_GOAL_. Update the records from the line containing "the lake water." through the end of the records by changing "photograph" to "image" and keeping everything else the same. Write out only those lines.

Dataset rows:
------------------------------------------------
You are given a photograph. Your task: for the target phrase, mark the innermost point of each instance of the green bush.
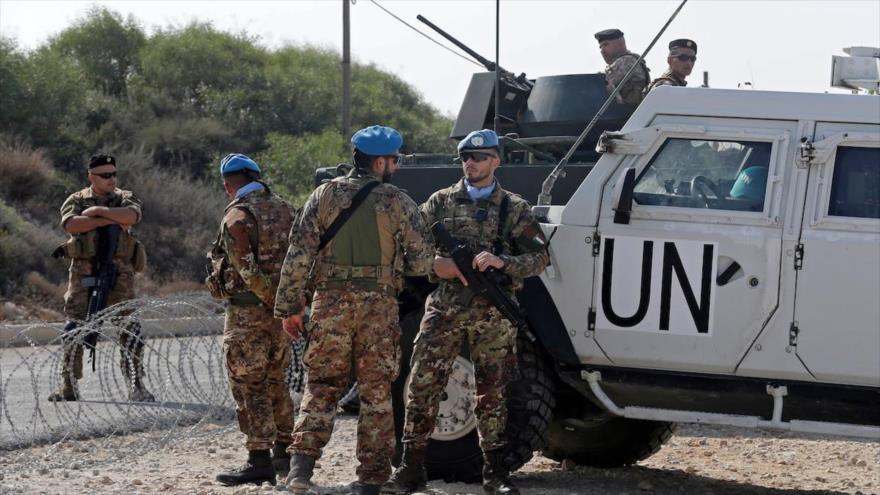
(180, 216)
(290, 161)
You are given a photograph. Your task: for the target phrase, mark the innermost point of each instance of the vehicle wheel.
(606, 441)
(453, 453)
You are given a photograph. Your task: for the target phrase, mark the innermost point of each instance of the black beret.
(608, 34)
(683, 43)
(98, 160)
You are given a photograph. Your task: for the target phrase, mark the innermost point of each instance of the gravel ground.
(698, 459)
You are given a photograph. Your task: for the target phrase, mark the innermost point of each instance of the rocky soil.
(698, 460)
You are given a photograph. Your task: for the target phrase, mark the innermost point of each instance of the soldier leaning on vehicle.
(82, 213)
(612, 46)
(499, 226)
(681, 60)
(245, 269)
(357, 272)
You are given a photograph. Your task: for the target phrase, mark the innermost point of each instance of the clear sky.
(775, 45)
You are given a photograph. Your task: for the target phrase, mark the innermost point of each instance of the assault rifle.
(103, 279)
(487, 283)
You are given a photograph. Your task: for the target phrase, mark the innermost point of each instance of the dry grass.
(24, 170)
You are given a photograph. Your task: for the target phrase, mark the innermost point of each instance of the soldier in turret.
(681, 59)
(612, 45)
(245, 268)
(356, 238)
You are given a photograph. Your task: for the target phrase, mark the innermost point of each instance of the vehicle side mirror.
(623, 210)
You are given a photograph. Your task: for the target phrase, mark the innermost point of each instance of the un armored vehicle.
(715, 258)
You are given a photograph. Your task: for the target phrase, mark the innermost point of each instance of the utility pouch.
(214, 280)
(139, 258)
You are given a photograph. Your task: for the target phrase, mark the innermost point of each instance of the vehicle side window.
(855, 186)
(692, 173)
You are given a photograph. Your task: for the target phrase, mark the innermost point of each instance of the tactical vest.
(274, 218)
(366, 253)
(462, 218)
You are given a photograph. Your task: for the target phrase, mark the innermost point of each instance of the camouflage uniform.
(248, 253)
(81, 248)
(450, 317)
(354, 310)
(668, 78)
(631, 93)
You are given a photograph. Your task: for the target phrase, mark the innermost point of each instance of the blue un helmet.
(377, 140)
(236, 163)
(750, 184)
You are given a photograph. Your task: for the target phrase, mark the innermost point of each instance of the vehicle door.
(688, 281)
(836, 328)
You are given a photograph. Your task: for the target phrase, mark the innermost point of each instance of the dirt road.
(698, 460)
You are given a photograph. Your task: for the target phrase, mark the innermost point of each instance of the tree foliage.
(169, 104)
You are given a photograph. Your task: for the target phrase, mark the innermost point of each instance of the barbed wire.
(183, 367)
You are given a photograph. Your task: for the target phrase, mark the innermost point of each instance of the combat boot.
(140, 394)
(280, 458)
(66, 392)
(410, 476)
(299, 480)
(496, 476)
(257, 469)
(361, 488)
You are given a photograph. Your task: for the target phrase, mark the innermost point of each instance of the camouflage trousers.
(131, 346)
(492, 342)
(359, 330)
(257, 353)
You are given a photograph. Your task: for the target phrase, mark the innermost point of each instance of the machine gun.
(103, 279)
(514, 89)
(487, 283)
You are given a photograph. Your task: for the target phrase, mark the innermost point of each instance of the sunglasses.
(105, 175)
(476, 156)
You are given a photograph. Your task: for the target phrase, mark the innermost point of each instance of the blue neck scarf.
(248, 188)
(478, 193)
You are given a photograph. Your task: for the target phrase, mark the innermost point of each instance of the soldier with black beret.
(612, 45)
(82, 214)
(681, 59)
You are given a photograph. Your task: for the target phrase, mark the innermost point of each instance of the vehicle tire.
(453, 453)
(606, 441)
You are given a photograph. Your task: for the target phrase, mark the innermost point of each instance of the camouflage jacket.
(81, 248)
(631, 92)
(253, 241)
(522, 243)
(401, 232)
(668, 78)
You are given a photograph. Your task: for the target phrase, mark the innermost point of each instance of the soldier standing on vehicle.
(82, 213)
(499, 226)
(356, 238)
(245, 269)
(681, 59)
(612, 45)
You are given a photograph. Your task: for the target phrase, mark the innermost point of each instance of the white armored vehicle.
(720, 263)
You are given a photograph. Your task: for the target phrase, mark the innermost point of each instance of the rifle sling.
(345, 214)
(503, 210)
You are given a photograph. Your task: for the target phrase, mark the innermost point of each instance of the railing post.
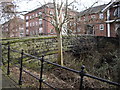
(82, 75)
(41, 72)
(8, 67)
(21, 67)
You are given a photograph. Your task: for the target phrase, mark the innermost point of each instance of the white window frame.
(101, 27)
(27, 17)
(40, 30)
(93, 16)
(40, 21)
(101, 16)
(27, 24)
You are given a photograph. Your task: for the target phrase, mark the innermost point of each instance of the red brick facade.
(35, 23)
(13, 28)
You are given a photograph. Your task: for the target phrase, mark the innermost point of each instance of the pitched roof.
(92, 10)
(48, 5)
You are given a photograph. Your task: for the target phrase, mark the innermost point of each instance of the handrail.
(81, 72)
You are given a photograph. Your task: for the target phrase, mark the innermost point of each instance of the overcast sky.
(24, 5)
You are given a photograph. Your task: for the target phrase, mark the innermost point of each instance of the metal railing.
(81, 73)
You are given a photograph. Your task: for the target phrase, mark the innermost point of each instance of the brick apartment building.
(13, 28)
(38, 21)
(101, 20)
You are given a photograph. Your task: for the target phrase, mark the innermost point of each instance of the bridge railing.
(81, 73)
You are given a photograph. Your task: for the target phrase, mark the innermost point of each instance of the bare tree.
(59, 19)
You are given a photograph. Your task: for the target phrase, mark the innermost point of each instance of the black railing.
(42, 60)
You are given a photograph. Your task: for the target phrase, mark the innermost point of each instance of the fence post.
(41, 72)
(8, 67)
(21, 67)
(82, 75)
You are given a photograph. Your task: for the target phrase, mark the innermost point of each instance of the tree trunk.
(60, 54)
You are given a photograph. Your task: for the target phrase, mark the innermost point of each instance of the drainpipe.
(108, 24)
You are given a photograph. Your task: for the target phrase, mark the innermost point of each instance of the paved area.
(8, 83)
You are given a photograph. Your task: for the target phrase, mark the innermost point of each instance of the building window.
(27, 17)
(51, 12)
(51, 31)
(36, 14)
(117, 12)
(78, 29)
(27, 31)
(101, 16)
(27, 24)
(30, 24)
(101, 26)
(33, 24)
(40, 21)
(93, 16)
(36, 23)
(30, 17)
(40, 30)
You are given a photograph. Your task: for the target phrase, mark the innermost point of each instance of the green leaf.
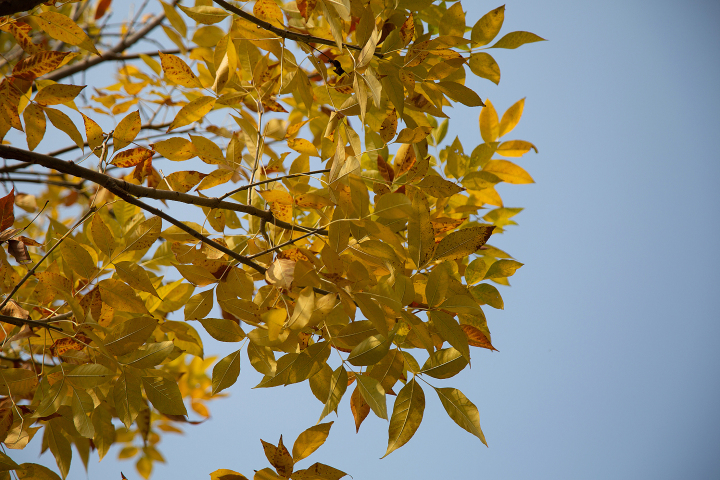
(225, 372)
(449, 329)
(149, 355)
(89, 375)
(338, 385)
(82, 407)
(129, 335)
(487, 28)
(463, 242)
(407, 415)
(461, 410)
(223, 329)
(487, 294)
(516, 39)
(165, 395)
(310, 440)
(444, 363)
(503, 268)
(369, 351)
(484, 65)
(59, 446)
(373, 393)
(128, 397)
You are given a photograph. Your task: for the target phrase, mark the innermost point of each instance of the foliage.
(328, 228)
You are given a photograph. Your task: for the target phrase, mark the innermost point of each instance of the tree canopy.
(341, 238)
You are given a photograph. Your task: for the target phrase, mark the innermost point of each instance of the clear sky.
(608, 363)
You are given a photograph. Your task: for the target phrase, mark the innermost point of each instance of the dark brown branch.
(240, 258)
(11, 7)
(19, 322)
(113, 184)
(281, 32)
(123, 45)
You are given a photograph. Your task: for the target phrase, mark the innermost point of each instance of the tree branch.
(281, 32)
(113, 184)
(112, 54)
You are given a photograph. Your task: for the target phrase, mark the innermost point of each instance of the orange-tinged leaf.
(359, 407)
(176, 149)
(477, 338)
(7, 217)
(407, 30)
(484, 65)
(487, 28)
(102, 8)
(303, 146)
(177, 71)
(511, 117)
(126, 131)
(61, 27)
(516, 39)
(94, 134)
(192, 112)
(22, 33)
(269, 11)
(35, 123)
(57, 94)
(461, 410)
(39, 64)
(63, 122)
(489, 124)
(462, 243)
(407, 415)
(508, 172)
(205, 14)
(132, 157)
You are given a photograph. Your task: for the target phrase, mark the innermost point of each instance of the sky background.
(608, 362)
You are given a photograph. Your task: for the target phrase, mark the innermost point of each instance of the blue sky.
(608, 362)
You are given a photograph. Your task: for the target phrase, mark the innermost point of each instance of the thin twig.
(32, 270)
(281, 32)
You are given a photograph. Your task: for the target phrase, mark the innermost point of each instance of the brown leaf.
(477, 338)
(359, 407)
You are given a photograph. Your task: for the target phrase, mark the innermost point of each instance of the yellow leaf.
(94, 134)
(34, 125)
(462, 243)
(39, 64)
(205, 14)
(57, 94)
(178, 72)
(303, 146)
(269, 11)
(176, 149)
(207, 150)
(508, 172)
(515, 148)
(487, 28)
(218, 177)
(484, 65)
(175, 19)
(61, 27)
(489, 125)
(63, 122)
(192, 112)
(407, 415)
(516, 39)
(132, 157)
(126, 131)
(511, 117)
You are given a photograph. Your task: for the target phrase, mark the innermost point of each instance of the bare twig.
(281, 32)
(114, 184)
(34, 267)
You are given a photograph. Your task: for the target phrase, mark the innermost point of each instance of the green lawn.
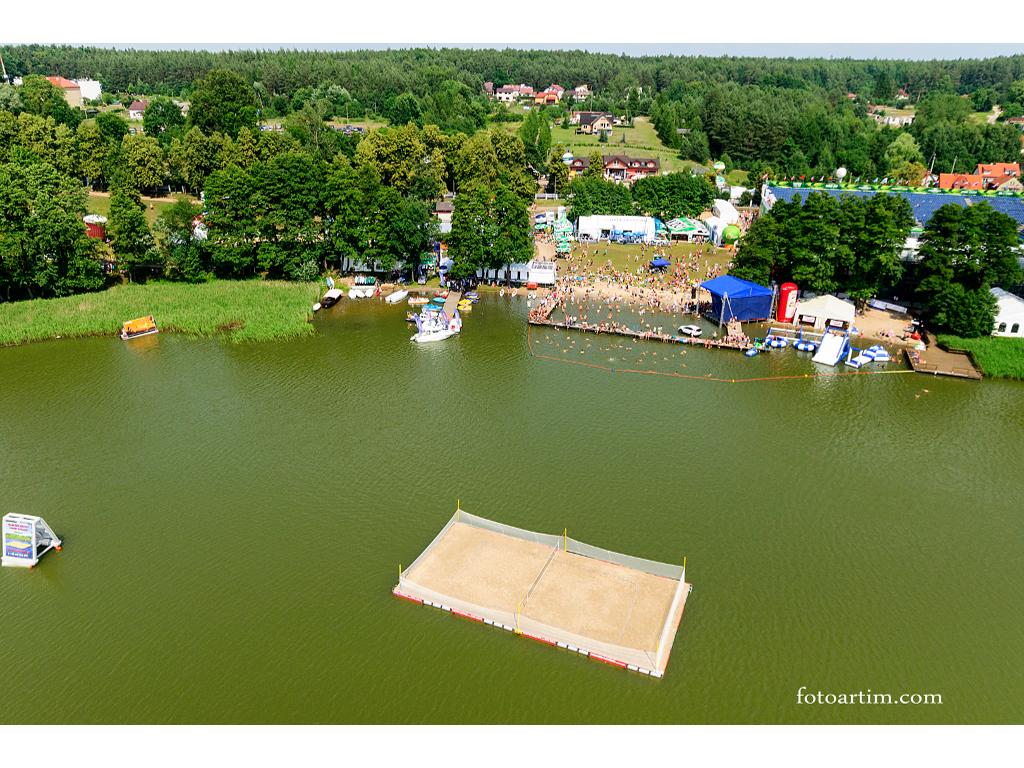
(641, 140)
(241, 310)
(101, 204)
(997, 356)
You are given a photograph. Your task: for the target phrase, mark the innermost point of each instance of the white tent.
(603, 227)
(724, 210)
(1009, 313)
(825, 311)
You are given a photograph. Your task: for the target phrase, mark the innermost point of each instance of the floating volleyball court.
(615, 608)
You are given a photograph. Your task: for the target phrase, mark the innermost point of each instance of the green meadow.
(239, 310)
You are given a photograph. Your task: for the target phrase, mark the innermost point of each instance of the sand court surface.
(539, 585)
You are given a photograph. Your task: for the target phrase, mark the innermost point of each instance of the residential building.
(1009, 313)
(72, 90)
(1005, 176)
(512, 93)
(136, 108)
(961, 181)
(550, 95)
(91, 89)
(885, 119)
(442, 211)
(620, 168)
(592, 122)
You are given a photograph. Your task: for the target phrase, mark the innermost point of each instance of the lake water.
(235, 515)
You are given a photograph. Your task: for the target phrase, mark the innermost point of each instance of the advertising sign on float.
(18, 539)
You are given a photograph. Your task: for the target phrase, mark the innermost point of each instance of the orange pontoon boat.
(138, 327)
------------------------------------------------
_SOLUTION FOR THIS PROBLEM_.
You are given a image. Your task: for the target phrase, mark the innermost point of each instance of the lake water.
(235, 515)
You are given a image. Your task: for the target phrase, mark the innermost point of each instance of the advertising sign on float.
(18, 539)
You are given a image. Your task: for the target phrase, mark the innermost point of each instance of the orange pontoon boat.
(138, 327)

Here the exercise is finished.